> About this task:
Copy each of the rows below that contains the string "positive".

□ □ □

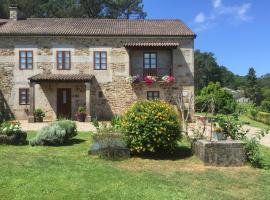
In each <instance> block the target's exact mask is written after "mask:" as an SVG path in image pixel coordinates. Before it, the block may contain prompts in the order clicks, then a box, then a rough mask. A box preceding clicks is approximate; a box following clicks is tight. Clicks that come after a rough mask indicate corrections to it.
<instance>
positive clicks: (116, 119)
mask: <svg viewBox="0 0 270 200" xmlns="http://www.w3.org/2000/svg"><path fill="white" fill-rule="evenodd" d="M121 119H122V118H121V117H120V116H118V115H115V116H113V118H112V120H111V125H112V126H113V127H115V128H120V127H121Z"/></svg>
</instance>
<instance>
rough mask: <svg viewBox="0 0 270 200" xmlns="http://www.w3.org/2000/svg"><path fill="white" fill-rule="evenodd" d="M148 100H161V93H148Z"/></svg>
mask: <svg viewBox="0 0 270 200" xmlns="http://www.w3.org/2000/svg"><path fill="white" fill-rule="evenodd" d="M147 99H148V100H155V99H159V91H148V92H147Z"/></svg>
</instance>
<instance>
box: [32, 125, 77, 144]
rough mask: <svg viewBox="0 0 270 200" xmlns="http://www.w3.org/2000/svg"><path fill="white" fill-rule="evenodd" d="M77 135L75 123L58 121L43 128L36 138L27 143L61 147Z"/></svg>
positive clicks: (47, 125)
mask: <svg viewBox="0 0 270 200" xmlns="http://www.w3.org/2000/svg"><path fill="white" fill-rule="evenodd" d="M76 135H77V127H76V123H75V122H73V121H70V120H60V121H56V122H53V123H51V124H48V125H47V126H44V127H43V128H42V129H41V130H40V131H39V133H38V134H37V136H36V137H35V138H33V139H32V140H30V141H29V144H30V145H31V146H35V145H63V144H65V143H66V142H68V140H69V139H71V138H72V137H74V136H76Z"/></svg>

□ □ □

> Result of the task:
positive clicks: (116, 119)
positive clicks: (47, 125)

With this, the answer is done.